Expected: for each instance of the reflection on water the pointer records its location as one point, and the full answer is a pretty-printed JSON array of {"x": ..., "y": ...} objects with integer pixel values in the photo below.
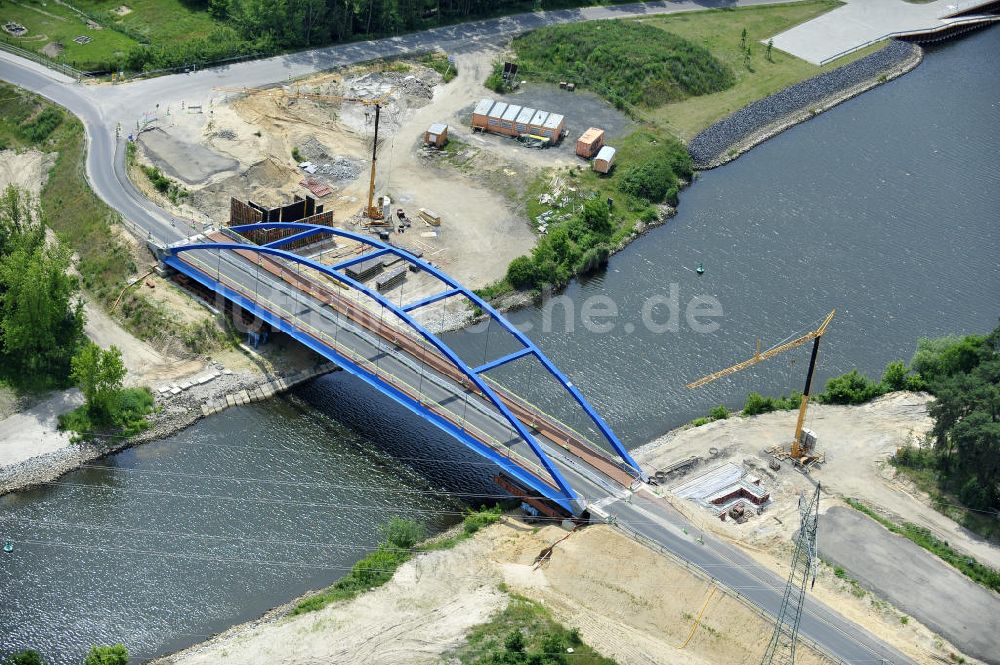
[{"x": 884, "y": 208}]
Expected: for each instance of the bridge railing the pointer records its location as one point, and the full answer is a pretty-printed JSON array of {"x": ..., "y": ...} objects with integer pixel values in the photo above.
[{"x": 380, "y": 248}]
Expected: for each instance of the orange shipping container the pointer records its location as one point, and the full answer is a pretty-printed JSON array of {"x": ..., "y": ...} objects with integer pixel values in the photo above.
[{"x": 590, "y": 142}]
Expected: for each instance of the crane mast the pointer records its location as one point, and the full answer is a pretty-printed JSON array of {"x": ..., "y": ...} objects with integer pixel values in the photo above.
[
  {"x": 372, "y": 211},
  {"x": 795, "y": 449}
]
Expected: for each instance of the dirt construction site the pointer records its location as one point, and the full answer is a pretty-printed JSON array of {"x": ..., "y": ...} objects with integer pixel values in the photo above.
[
  {"x": 714, "y": 460},
  {"x": 241, "y": 144}
]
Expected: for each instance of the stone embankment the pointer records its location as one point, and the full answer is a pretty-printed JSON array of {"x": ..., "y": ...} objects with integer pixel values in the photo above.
[
  {"x": 178, "y": 407},
  {"x": 759, "y": 121}
]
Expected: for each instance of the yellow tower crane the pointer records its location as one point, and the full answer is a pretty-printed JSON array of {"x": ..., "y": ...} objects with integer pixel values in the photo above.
[
  {"x": 796, "y": 447},
  {"x": 372, "y": 212}
]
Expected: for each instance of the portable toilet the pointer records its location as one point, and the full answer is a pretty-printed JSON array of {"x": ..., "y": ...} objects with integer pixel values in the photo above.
[
  {"x": 436, "y": 135},
  {"x": 590, "y": 142},
  {"x": 508, "y": 118},
  {"x": 480, "y": 113},
  {"x": 536, "y": 126},
  {"x": 552, "y": 128},
  {"x": 523, "y": 120},
  {"x": 605, "y": 159}
]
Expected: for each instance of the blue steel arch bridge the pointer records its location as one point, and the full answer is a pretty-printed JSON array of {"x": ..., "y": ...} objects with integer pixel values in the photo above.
[{"x": 310, "y": 282}]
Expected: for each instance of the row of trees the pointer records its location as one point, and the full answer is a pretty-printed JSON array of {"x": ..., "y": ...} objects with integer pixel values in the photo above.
[
  {"x": 582, "y": 244},
  {"x": 963, "y": 373},
  {"x": 41, "y": 315},
  {"x": 267, "y": 26}
]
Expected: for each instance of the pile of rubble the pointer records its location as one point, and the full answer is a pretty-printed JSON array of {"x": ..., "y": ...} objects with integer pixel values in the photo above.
[{"x": 333, "y": 167}]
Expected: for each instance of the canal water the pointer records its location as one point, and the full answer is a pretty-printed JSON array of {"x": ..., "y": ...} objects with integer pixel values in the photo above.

What the task requires: Copy the listing over exactly, skipping the pictures it holds.

Answer for the task:
Expected: for each instance of the reflection on water the pointer records its location as one point, and the full answer is a pretty-printed JSON array of {"x": ..., "y": ...} objects with integer pixel values in the photo below.
[{"x": 884, "y": 208}]
Expected: for each instance of the bridge railing the pointer records its location as one point, and the full answer is a pretty-printed JSON array of {"x": ..., "y": ...} objects with integer pixel values in the photo above.
[{"x": 380, "y": 248}]
Expected: for each instance of the orange shipping container the pointer records its location as one point, and the full answer is a pretty-printed JSON array of {"x": ..., "y": ...} objects with integer pixel values in the photo above.
[{"x": 590, "y": 142}]
Expected: for each instance of the crane mast the pointer records its location as one point, and the full answer is a pretty-printed JSON array of {"x": ..., "y": ...} objects with integer pixel values in the photo above.
[
  {"x": 372, "y": 211},
  {"x": 795, "y": 449}
]
Expected: for each instance of the dirt construction site the pointer records its location as one point, and the full answer is a pretty-printed JSON array of {"x": ..., "y": ...} objects with integer pixel values in the photo above.
[
  {"x": 714, "y": 460},
  {"x": 241, "y": 144}
]
Expected: for each instance of the stone embankment the pointer records its location as one point, and the full answer is a pretty-printed JSON array of {"x": ..., "y": ...} objects with integer pixel values in the photo above.
[
  {"x": 178, "y": 407},
  {"x": 759, "y": 121}
]
Expected: for each instance of the yellow tower crane the pointer records its location as one point, and the full answer is a pretty-printed JSON array of {"x": ..., "y": ...} objects with integer pixel values in the photo above.
[
  {"x": 796, "y": 447},
  {"x": 372, "y": 212}
]
Expected: for each instance of the portable toilet the pointer records its location as one point, and the full answer is a pretty-printed JSON array of {"x": ..., "y": ...} objects with integer pixel values in the photo above.
[
  {"x": 436, "y": 135},
  {"x": 590, "y": 142},
  {"x": 508, "y": 118},
  {"x": 480, "y": 113},
  {"x": 536, "y": 126},
  {"x": 552, "y": 128},
  {"x": 523, "y": 120},
  {"x": 605, "y": 159}
]
Expected: for each instance of the blue steel arch bridge the pointer records its location as one point, and the full answer is a pretty-printed JSON array of {"x": ..., "y": ...} objects with integer pixel values in the photo above.
[{"x": 310, "y": 282}]
Expected: for each instance of the row of trees the pointer records its location as one point, and the full answer is a pretty-printed JSON array of {"x": ..., "y": ...} objects with integer pixel values in the photo above.
[
  {"x": 582, "y": 244},
  {"x": 963, "y": 373},
  {"x": 41, "y": 315},
  {"x": 267, "y": 26}
]
Expected: for each instance of the pile of rubble the pointer records its location as one point, and the full answer is a pretty-printed JSON array of {"x": ..., "y": ...} objects with integer pixel values in the photo above.
[{"x": 333, "y": 167}]
Expected: for each instance of the canal water the pointer records its location as one point, and the full answer is a pretty-printed JSON array of {"x": ..., "y": ...} objects with integer pixel values in the photo above.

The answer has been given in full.